§ What to do:
- a) In the A/B hypothesis testing notebook, which two provinces are compared?
- b) Starting with the record line containing "Expected: a point placed on each instance of the white" and going on through the end of the records, write those lines out again with "banner" swapped for "flag" and everything else left unchanged.

§ Reading text:
::::::::::
A/B Hypothesis Testing

In [7]:
provinces = df['Province'].unique()
print(provinces)

['Gauteng' 'KwaZulu-Natal' 'Mpumalanga' 'Eastern Cape' 'Western Cape'
 'Limpopo' 'North West' 'Free State' 'Northern Cape']


In [8]:
group_a = df[df['Province'] == 'Gauteng']
group_b = df[df['Province'] == 'Limpopo']

Statistical Testing

In [9]:
# a) Claim Frequency (categorical proportion)
# Use Chi-square test or two-proportion z-test:
from statsmodels.stats.proportion import proportions_ztest

count = np.array([group_a['ClaimFlag'].sum(), group_b['ClaimFlag'].sum()])
nobs = np.array([len(group_a), len(group_b)])

stat, pval = proportions_ztest(count, nobs)
print(f'Claim Frequency test p-value: {pval}')
if pval < 0.05:
    print("Reject null hypothesis → significant difference")
else:
    print("Accept null hypothesis → there is no significant difference")

Claim Frequency test p-value: 0.07991724614845505
Accept null hypothesis → there is no significant difference


In [10]:
# b) Claim Severity (continuous data, given claim occurred)
# Use t-test to compare means (only for policies with claims):
from scipy.stats import ttest_ind

# Filter policies where claims occurred
claims_df = df[df['TotalClaims'] > 0]

# Calculate Claim Severity = average claim amount for those policies
claim_severity = claims_df['TotalClaims'].mean()

# print("Claim Severity:", claim_severity)


severity_a = group_a[group_a['ClaimFlag'] == 1]['ClaimSeverity']
severity_b = group_b[group_b['ClaimFlag'] == 1]['ClaimSeverity']

stat, pval = ttest_ind(severity_a, severity_b, equal_var=False, nan_policy='omit')
print(f'Claim Severity test p-value: {pval}')
::::::::::
§ Records:
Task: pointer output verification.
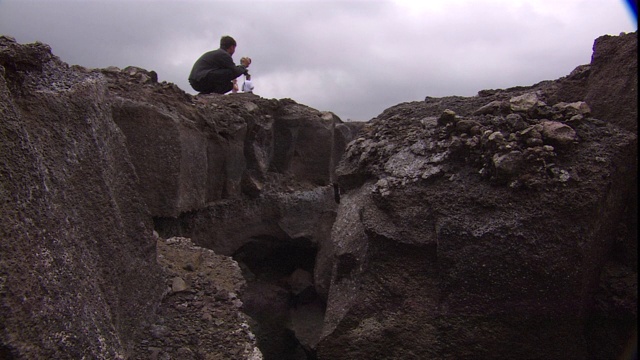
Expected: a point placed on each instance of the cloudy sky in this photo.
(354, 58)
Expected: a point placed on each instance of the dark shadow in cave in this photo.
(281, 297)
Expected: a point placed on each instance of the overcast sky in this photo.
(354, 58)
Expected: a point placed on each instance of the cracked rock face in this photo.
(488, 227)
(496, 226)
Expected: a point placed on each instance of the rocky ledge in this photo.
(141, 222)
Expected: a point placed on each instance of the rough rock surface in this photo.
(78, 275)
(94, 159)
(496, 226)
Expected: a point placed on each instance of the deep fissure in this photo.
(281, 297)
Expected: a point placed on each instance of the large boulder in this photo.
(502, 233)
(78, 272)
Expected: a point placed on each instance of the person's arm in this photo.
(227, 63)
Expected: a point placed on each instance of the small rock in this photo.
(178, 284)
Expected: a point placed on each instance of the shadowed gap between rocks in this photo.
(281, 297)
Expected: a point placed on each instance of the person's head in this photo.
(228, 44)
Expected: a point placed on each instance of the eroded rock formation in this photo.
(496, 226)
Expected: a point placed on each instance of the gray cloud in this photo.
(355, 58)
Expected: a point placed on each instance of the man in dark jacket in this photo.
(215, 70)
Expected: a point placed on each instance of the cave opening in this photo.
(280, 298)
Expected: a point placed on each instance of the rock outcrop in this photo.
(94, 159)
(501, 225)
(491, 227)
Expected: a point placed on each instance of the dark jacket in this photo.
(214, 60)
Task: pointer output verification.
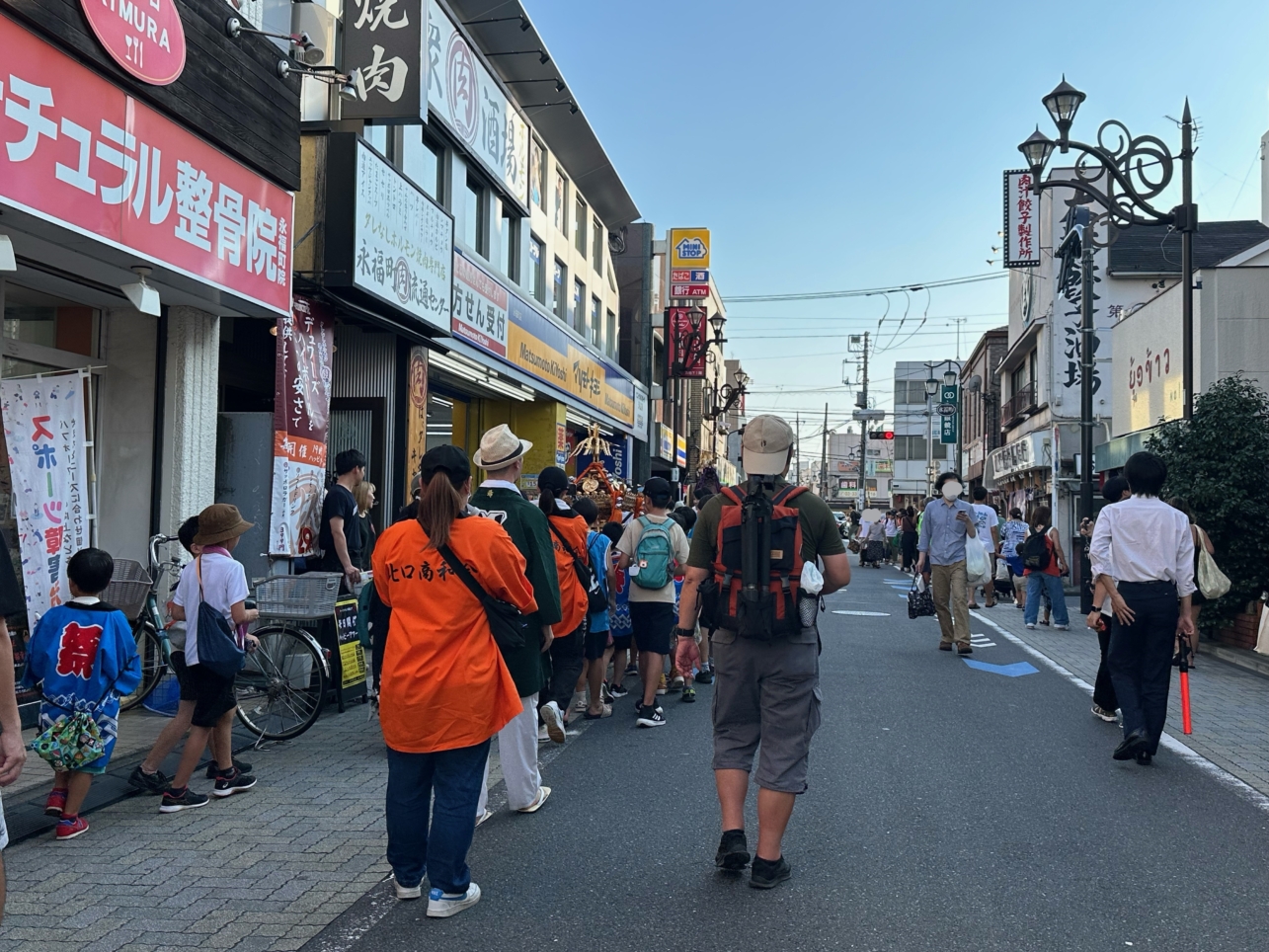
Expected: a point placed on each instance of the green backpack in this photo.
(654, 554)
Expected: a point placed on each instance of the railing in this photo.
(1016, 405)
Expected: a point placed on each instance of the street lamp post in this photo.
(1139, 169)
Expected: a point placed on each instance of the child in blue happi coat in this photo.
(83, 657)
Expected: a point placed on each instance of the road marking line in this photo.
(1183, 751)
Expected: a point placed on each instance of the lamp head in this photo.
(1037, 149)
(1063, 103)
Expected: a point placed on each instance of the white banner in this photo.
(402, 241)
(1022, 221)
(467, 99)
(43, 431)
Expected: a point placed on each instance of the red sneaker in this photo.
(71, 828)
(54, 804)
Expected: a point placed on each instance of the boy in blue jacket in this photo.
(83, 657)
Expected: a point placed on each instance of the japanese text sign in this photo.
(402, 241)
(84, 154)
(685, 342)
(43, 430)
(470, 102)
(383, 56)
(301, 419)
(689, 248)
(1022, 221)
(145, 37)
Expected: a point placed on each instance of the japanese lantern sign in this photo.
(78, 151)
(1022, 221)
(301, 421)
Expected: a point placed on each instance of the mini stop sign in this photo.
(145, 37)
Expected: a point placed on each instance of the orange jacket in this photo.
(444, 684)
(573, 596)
::::::::::
§ Task-by-task answers:
- a) Gauteng (group A) and Limpopo (group B).

- b)
Expected: a point placed on each instance of the white flag in this photo.
(402, 241)
(1022, 221)
(467, 99)
(43, 431)
Expected: a point placed on each instance of the red sneaker in this photo.
(71, 828)
(54, 804)
Expected: a point placed on each instance of the boy in blue jacket in this photo.
(83, 657)
Expected: a point placed on each instance of the japanese text sign in this photo.
(402, 241)
(84, 154)
(685, 342)
(43, 430)
(470, 102)
(383, 56)
(301, 419)
(689, 248)
(1022, 221)
(145, 37)
Expected: a point placed on each instance of the japanese lantern sign in this photo.
(78, 151)
(1022, 221)
(301, 421)
Expected: a point placed on each instance of the mini stop sign in this photo.
(145, 37)
Expected: a point placed on each instance of the orange jacket in this photo.
(444, 684)
(573, 596)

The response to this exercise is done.